ENTRIES SUPPLIED:
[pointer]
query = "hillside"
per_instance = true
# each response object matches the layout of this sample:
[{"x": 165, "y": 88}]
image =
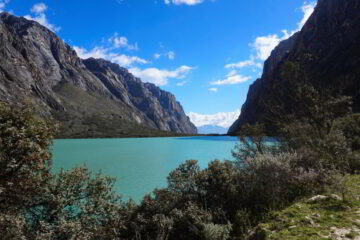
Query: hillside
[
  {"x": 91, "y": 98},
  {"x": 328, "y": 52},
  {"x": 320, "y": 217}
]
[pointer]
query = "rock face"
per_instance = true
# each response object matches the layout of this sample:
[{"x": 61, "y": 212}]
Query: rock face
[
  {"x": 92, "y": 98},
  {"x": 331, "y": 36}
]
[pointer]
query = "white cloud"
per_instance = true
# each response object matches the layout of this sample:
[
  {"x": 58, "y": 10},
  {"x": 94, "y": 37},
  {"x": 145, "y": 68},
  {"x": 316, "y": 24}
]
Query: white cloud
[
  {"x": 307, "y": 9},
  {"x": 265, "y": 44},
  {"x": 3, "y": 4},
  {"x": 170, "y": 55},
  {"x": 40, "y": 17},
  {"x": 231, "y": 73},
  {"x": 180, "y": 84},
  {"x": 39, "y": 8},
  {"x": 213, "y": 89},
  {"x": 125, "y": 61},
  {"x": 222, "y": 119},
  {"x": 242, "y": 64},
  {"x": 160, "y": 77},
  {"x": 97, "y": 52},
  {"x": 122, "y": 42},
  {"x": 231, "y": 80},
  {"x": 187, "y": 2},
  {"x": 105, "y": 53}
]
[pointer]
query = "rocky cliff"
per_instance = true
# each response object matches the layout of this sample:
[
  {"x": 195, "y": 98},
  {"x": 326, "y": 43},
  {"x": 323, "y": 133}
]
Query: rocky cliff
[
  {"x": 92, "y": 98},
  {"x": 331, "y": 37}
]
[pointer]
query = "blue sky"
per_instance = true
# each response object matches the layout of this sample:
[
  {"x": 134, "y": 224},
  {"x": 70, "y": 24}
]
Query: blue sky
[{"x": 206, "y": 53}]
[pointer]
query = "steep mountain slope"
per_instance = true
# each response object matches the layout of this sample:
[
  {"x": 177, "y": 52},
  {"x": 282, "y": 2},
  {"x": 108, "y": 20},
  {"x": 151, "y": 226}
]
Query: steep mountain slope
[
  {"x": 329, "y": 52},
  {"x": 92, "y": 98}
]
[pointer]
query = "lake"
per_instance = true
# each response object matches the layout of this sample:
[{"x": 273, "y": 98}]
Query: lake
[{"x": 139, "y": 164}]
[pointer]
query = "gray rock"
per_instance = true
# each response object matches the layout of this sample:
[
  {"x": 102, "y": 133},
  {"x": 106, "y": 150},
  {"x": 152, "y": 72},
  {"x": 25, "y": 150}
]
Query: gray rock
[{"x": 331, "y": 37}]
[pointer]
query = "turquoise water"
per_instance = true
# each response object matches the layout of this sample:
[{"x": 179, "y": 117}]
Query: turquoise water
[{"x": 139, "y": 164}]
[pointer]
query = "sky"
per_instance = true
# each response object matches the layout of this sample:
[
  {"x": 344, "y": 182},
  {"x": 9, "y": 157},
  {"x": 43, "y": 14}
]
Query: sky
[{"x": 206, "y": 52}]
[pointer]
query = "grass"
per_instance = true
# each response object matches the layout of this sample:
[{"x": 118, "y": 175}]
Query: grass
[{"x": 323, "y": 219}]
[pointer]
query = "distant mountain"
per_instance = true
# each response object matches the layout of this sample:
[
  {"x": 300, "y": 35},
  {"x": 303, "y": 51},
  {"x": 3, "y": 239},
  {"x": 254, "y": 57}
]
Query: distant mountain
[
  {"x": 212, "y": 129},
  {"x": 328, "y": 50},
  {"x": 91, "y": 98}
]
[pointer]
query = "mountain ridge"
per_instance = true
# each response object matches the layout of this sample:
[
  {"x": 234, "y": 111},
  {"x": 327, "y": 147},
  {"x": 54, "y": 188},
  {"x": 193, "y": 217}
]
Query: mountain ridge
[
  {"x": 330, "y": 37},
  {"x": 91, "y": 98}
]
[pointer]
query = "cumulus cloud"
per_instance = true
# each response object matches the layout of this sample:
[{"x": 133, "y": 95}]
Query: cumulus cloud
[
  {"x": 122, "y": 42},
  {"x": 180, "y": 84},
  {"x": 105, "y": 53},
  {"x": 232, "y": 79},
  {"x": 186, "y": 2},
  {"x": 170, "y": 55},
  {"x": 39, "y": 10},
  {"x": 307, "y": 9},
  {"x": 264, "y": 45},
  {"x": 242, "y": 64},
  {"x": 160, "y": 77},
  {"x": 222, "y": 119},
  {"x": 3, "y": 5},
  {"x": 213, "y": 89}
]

---

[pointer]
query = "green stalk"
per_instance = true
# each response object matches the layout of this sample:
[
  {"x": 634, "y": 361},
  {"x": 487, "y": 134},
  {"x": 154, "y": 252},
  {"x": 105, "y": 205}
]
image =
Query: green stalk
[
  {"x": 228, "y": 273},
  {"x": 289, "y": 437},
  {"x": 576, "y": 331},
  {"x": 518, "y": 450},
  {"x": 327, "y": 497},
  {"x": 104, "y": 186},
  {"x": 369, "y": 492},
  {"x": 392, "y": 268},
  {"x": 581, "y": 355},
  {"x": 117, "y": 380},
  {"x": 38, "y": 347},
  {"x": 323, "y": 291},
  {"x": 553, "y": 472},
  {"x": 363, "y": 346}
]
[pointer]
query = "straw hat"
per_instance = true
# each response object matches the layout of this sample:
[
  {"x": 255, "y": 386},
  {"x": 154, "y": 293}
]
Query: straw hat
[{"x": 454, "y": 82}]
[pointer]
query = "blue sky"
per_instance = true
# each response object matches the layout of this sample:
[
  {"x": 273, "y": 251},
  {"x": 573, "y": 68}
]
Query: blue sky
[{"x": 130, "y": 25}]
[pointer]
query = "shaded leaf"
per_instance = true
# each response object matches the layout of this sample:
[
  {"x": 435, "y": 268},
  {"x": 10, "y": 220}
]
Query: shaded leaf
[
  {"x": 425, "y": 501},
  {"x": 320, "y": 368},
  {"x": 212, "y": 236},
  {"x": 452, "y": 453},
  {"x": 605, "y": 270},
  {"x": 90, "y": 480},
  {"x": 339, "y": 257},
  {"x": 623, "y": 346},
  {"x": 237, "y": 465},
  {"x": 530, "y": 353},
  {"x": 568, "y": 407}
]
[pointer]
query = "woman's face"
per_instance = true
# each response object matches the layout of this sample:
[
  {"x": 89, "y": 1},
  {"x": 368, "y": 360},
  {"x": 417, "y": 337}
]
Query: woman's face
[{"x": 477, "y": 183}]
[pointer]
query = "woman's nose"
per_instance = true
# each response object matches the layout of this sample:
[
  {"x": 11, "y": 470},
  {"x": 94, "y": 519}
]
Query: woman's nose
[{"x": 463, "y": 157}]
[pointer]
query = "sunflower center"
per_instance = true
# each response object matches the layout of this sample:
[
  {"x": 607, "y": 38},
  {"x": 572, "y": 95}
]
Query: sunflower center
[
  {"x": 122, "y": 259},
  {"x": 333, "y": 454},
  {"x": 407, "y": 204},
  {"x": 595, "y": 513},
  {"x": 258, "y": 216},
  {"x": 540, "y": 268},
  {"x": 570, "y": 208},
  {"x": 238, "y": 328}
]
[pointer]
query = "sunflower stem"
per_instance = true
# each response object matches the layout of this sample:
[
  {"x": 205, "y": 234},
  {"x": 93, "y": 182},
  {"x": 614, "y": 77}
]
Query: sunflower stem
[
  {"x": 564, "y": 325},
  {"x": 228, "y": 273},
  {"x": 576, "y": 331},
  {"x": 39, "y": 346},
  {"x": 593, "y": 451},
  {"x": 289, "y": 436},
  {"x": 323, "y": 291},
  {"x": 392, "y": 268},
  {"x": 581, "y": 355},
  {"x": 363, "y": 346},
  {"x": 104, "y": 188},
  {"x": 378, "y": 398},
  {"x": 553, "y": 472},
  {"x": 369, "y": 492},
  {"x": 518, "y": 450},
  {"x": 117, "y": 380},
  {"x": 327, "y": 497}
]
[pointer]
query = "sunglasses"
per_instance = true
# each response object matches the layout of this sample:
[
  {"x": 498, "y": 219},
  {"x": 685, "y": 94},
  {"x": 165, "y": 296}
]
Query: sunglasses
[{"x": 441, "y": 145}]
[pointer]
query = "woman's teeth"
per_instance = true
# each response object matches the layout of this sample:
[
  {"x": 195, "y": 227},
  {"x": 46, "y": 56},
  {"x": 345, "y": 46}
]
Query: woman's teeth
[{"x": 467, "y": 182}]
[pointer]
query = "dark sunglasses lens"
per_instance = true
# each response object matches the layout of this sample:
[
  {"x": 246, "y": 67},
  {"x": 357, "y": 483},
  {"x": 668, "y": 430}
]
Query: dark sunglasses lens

---

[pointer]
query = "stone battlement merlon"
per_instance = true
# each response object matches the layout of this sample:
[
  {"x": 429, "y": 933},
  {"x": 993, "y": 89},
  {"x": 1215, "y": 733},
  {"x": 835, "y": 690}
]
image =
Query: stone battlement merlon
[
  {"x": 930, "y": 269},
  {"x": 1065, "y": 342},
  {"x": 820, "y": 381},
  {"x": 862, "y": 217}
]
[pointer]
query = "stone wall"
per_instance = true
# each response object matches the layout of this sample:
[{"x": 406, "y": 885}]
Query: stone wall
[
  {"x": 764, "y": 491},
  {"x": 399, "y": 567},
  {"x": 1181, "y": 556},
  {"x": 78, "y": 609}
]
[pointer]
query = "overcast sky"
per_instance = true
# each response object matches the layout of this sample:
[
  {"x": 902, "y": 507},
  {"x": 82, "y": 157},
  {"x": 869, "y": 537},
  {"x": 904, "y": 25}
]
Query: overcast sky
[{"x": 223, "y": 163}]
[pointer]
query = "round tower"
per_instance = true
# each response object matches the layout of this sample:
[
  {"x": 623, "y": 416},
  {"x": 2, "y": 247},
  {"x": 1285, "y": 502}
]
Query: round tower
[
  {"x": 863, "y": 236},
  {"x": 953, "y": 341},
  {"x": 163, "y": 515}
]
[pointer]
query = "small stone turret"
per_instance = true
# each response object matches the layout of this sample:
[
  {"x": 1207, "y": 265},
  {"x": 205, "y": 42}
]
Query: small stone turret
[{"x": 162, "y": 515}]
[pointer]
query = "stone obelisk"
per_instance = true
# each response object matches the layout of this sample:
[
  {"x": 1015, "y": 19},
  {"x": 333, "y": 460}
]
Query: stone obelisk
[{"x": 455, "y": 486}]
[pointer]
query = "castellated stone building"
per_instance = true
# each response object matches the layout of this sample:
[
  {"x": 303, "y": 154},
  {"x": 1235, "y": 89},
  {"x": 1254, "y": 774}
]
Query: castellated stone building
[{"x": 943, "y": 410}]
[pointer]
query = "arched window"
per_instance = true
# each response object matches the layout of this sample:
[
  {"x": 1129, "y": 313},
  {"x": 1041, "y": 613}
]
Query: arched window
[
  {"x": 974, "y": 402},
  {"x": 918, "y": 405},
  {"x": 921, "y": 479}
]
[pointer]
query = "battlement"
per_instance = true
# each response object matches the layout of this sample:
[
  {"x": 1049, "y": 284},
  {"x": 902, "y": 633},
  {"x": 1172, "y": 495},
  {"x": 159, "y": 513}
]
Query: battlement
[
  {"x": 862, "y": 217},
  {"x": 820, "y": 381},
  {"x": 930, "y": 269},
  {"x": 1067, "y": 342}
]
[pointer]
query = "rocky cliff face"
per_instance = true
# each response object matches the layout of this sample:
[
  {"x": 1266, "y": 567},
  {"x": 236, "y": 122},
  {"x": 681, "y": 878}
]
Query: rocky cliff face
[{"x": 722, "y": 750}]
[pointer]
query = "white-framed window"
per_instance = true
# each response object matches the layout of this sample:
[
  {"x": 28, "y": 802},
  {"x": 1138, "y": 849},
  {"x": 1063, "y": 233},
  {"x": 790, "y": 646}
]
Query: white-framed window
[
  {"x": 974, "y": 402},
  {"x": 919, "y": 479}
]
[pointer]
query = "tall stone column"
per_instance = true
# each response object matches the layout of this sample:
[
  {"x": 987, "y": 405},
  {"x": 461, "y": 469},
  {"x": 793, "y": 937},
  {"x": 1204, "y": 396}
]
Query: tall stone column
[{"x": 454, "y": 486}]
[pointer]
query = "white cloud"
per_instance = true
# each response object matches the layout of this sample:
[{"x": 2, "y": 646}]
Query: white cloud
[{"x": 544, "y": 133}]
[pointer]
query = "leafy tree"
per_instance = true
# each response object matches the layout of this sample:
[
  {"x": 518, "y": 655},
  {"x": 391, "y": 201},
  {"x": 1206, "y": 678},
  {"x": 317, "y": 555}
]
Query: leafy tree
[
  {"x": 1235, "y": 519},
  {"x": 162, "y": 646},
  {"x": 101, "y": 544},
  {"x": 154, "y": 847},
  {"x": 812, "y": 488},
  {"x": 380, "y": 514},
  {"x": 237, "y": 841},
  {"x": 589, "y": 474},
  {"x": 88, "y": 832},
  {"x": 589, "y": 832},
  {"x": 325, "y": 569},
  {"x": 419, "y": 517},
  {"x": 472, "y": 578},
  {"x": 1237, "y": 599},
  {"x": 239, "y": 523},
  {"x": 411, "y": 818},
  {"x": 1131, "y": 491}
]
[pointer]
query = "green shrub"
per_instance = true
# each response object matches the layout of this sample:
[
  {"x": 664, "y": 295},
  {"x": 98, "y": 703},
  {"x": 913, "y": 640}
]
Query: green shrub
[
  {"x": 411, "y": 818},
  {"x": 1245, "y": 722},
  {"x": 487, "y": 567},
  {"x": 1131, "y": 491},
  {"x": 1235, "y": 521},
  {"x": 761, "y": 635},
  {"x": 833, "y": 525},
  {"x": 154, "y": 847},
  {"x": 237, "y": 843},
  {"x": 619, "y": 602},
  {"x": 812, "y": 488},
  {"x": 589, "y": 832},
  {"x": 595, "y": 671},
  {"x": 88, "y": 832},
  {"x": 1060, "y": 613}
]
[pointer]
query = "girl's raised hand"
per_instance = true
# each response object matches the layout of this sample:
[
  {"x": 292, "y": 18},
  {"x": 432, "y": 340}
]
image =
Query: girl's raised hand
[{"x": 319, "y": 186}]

EXERCISE:
List each line of the items above that contains the string "stem".

TASK ANSWER:
query = "sunflower stem"
Query: sunflower stem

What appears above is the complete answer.